• STATED PROBLEM
Scale the coordinates: rewrite every line from the first line through the line with "[(568, 342)]", requests included and left unchanged. Multiply each x and y coordinate in the answers by 2.55 and round to whole numbers, with halves rounded up.

[begin SUPPLIED MATERIAL]

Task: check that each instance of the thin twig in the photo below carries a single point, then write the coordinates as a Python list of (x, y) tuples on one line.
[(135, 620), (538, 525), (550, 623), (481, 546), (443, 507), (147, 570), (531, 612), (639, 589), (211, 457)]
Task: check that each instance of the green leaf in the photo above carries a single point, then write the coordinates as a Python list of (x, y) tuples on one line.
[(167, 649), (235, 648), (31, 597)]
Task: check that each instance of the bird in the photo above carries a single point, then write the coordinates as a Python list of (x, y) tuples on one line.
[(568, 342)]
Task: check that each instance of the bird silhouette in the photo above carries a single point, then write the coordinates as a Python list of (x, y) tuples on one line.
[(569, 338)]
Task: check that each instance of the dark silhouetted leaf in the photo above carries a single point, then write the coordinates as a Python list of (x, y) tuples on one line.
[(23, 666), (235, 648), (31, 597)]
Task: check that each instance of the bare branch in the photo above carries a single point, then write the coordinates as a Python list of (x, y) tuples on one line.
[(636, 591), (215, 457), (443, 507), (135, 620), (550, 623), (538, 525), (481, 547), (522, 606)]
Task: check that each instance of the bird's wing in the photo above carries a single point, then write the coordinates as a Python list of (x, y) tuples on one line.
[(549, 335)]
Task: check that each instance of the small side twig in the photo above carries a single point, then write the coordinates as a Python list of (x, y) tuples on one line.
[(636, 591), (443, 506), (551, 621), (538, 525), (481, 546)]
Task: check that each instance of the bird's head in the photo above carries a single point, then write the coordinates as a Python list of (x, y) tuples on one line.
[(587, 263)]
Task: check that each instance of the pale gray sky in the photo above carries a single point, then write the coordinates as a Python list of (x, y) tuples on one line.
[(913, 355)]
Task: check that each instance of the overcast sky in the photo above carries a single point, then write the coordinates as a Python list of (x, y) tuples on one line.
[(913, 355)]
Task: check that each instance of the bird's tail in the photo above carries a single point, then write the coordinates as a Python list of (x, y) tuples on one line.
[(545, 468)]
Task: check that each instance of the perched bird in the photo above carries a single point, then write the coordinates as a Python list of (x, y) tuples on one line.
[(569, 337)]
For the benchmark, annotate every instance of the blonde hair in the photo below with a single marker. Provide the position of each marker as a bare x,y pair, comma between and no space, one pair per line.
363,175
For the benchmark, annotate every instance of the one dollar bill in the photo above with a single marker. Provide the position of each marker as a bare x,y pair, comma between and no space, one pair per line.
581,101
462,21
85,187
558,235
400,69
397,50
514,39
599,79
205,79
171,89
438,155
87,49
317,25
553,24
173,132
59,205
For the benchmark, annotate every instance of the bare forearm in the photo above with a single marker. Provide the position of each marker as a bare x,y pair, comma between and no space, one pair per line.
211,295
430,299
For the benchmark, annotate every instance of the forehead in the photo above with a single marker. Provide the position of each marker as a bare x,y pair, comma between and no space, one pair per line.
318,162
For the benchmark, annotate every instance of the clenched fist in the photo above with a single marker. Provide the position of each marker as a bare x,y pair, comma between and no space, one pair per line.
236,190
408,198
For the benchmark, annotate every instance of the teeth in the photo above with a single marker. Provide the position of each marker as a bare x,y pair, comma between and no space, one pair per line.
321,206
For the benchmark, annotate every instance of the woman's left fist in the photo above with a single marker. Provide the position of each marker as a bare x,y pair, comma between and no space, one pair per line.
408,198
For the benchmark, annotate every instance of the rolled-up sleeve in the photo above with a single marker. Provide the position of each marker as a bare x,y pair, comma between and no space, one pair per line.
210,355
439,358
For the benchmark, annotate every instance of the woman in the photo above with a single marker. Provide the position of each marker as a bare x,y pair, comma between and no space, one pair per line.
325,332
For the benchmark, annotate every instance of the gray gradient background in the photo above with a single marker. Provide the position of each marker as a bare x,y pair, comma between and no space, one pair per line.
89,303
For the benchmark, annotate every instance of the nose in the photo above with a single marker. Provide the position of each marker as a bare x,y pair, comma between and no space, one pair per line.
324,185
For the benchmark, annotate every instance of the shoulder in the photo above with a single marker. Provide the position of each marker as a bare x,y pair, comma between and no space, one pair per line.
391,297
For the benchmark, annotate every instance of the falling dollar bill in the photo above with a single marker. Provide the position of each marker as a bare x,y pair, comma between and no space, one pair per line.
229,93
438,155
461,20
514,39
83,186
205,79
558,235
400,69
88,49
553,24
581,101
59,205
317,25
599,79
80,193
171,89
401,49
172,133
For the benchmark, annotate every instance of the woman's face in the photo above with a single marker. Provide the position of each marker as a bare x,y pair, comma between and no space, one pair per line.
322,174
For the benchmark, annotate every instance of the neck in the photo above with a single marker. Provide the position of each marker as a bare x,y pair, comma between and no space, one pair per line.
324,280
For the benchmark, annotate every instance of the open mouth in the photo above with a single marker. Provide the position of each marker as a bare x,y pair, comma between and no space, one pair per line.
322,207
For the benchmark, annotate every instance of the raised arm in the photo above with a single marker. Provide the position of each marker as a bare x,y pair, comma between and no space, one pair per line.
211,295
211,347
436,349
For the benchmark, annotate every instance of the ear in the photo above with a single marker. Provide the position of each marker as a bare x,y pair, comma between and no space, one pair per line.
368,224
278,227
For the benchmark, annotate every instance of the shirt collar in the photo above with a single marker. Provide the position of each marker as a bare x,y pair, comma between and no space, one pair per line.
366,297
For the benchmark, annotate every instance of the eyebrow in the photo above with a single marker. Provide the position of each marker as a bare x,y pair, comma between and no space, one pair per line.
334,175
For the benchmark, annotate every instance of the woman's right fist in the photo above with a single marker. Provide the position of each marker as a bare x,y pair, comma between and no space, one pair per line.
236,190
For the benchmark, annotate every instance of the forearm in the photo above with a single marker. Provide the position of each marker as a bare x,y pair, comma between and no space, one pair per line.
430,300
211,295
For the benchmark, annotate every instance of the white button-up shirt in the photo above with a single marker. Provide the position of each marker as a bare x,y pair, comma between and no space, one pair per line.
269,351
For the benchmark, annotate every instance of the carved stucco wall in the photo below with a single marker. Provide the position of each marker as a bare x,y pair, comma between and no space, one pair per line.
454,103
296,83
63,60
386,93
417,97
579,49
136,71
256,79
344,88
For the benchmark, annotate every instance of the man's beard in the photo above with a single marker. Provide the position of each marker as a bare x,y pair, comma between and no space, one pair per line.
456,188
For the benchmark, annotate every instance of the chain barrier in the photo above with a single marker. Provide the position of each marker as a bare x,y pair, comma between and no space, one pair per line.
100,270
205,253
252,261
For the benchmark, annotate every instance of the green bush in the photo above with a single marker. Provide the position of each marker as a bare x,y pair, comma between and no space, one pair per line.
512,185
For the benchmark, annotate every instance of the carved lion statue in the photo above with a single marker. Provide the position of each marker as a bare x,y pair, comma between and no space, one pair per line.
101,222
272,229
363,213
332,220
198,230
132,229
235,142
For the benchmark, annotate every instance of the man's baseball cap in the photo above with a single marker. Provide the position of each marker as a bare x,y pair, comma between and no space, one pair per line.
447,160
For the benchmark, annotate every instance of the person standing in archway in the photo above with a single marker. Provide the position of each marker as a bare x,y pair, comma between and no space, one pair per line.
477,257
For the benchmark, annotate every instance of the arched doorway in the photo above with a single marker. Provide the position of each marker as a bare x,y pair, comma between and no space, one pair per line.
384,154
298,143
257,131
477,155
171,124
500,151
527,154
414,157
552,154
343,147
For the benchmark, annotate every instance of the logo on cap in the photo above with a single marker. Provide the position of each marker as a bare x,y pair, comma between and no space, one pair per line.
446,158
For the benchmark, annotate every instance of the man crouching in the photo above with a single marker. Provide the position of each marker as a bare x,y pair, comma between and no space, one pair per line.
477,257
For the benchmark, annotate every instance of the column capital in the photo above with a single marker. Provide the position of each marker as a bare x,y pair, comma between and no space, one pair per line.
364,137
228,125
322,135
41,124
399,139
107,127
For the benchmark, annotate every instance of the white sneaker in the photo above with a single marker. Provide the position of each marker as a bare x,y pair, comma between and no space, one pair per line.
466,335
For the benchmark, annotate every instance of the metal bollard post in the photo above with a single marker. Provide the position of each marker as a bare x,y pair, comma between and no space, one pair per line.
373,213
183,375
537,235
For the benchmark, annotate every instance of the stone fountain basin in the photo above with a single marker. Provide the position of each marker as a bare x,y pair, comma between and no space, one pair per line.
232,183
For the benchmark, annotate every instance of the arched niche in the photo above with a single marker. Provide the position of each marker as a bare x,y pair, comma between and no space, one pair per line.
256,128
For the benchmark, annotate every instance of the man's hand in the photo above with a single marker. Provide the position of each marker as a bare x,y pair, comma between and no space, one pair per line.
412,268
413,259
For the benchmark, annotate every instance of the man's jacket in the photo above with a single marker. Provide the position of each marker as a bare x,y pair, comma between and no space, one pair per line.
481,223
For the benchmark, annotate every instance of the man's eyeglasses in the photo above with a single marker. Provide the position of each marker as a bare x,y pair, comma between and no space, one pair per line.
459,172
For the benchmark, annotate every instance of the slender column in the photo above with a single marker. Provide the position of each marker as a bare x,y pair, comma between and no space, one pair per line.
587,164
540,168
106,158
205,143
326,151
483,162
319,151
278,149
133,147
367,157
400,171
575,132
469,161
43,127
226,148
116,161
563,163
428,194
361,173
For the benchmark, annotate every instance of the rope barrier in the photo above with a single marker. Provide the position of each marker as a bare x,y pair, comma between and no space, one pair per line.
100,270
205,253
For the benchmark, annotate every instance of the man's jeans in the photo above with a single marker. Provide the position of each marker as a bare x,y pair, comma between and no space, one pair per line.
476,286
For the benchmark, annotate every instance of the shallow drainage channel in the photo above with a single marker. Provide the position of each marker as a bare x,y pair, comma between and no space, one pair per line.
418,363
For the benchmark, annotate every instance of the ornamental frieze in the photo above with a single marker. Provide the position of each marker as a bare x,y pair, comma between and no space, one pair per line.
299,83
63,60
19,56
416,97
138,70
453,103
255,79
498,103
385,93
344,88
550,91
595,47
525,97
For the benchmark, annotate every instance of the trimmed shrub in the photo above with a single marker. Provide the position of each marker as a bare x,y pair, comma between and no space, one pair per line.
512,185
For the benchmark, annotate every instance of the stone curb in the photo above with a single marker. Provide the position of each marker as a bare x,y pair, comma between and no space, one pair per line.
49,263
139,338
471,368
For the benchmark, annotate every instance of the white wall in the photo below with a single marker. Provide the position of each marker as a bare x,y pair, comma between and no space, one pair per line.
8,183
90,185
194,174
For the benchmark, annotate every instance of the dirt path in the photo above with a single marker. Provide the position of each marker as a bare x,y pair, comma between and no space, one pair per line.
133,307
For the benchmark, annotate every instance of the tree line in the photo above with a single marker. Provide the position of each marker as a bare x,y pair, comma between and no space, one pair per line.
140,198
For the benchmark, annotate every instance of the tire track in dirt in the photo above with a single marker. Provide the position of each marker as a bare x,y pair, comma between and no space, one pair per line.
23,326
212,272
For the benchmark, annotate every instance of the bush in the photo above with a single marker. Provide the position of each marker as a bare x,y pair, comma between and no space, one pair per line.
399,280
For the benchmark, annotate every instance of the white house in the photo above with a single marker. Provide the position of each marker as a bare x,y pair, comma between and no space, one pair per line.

[end SUPPLIED MATERIAL]

• SOLUTION TO THIS PROBLEM
Task: check that each instance of the thin twig in the photo below carries a single point, then write the coordinates as a Python list of (x, y) tuples on one line.
[(344, 1581), (1372, 1339), (1403, 1589), (1227, 1392), (1130, 1293), (375, 1454), (1354, 1561), (1629, 1502), (538, 1165)]
Task: check that each instance of the green leaf in the photo above carries a single point, then write the coordinates as a Python list of (x, y) tuples on one line.
[(426, 1655), (599, 1652), (79, 1522)]
Task: check that each instance of the bird in the photo above carries a single point, then write the coordinates as a Python list of (x, y) tuples on one line.
[(1448, 872)]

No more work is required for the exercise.